#### Source text
--------------------------------

Malone– “I‘ve had some crazy auditions lately. Places where I could never even get into the room before and now they’re calling me. It’s like, what? You, know, like a 10 episode arc on Homeland. Like, I can’t book it because I’m in Fun Home. But ya, just going on so many auditions lately, it’s like my career’s just beginning again. You know, your career begins so many times when you an actress, over and over again.”

“Well you have worked very well before playing straight characters. When you got this part were you excited to finally play a gay character or were you just excited because it was a great part period?”

Malone– “I actually felt very proprietorial over it. Like this is my part and no one else is going to play it, I’m sorry. Like I do not want you to cast a straight person to portray this role, and in that sense I just felt so protective of it. Like in the early days I think they were thinking Sutton Foster was going to play my part. Like I feel like they were writing it for her. And I was like, No. I love Sutton Foster and she’s totally amazing but there are so many things about being a lesbian that a straight actress is never going to get. Like, that whole humiliation of coming out, like that middle-Alison arc and her coming out story. It actually parallels mine. So I just said if it isn’t me and I have to be in the audience watching the show and some straight actress comes out to play Alison Bechdel. I’m going to lose it.”

“There are actually a lot of parallels to Alison’s story and your own. I know you’ve talked about your relationship with your father and how you weren’t talking for several years. How did that happen? And how are things between you now?”

Malone-“Umm…Yah when I came out…see my dad is this Fox news watching, Obama hating, Rush Limbaugh listening….Umm…Mother-Fucker! That’s what he is.”

“Can I quote you on that… ‘Mother-Fucker’?”

Melone-“Yah. You can.”

--------------------------------

#### Extracted information
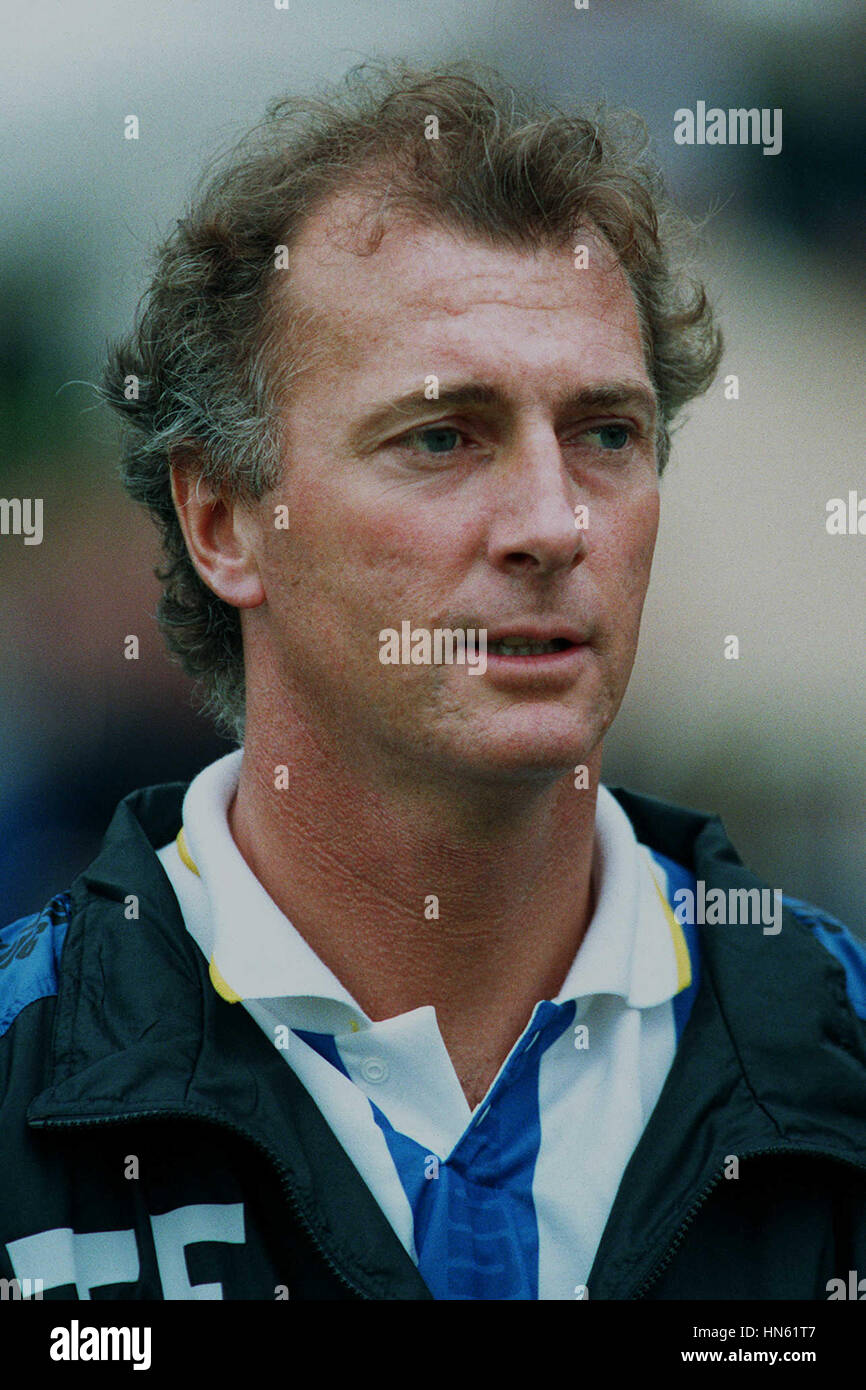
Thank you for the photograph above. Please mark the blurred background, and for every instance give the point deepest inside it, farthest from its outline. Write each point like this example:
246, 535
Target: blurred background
772, 741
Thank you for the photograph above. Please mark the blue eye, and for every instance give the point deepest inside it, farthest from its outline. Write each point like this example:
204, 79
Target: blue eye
613, 437
442, 438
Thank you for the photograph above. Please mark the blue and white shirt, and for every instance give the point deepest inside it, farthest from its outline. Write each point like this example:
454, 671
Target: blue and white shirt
508, 1200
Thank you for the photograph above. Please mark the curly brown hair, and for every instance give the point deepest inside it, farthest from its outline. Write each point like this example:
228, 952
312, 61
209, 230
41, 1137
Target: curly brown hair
196, 374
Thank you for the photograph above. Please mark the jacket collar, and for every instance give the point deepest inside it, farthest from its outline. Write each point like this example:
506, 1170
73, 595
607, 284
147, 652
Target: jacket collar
157, 1040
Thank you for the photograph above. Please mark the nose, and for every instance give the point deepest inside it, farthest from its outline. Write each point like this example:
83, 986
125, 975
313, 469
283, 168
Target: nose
533, 526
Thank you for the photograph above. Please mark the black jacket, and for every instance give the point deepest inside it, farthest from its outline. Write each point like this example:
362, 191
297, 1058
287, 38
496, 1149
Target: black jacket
134, 1098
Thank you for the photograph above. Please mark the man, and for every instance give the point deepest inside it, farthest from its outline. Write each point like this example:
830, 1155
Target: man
398, 1001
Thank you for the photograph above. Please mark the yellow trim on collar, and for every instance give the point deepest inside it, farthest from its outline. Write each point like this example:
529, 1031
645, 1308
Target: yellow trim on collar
216, 979
184, 852
684, 966
220, 986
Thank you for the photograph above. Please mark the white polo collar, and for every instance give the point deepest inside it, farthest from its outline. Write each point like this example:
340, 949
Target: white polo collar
630, 950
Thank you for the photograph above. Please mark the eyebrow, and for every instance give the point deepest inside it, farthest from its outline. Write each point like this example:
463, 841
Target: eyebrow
608, 395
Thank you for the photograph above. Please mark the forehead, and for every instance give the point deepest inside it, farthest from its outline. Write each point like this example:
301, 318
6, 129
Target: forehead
435, 293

--------------------------------

#### Requirements
Carry on the interview with Malone about Fun Home from the point where it stops.

#### Result for this exercise
Melone– “But I love him very much. Which…It’s just a ridiculous set of circumstances that he is just this awful human being and guess what the joke is; He’s mine. And I’m his. Like, I can’t get away from him. Like, even if I wanted to write him off I never could. Like I love him and he loves me and he’s proud of me, which is really weird, but anyway when I came out he didn’t talk to me for seven years. Then he just missed me so much, and finally he just had to put his politics aside because I’m he couldn’t outlast my gayness and he couldn’t live without talking to me, because I’m his favorite person. He had to say uncle, and when he did. Oh my god, things got so much better. Like, he loves Shelly, my wife. He loves her. And she’s been so amazingly forging. Even though we weren’t really angry at him…You know, it’s only recently that I have been able to drum up anger towards him and say, ‘You know what? I know that we’re giving you a pass because you’re a giant redneck, but listen, the hater-ness of it all is getting harder and harder to leave in the past’. But he’s 82, you know, I can’t really bust his balls all that much because he’s a fucking old man. Like the things that come out of his mouth are fucking crazy. Like he actually thinks Trump could win the election.”

“Does he think Trump should be elected?”

Malone-“I don’t know if he thinks he should, but he definitely thinks Hillary is not going to be elected, and he thought there was no way Obama was going to get a second term either s that’s amazing to me.”

“Has he seen Fun Home?”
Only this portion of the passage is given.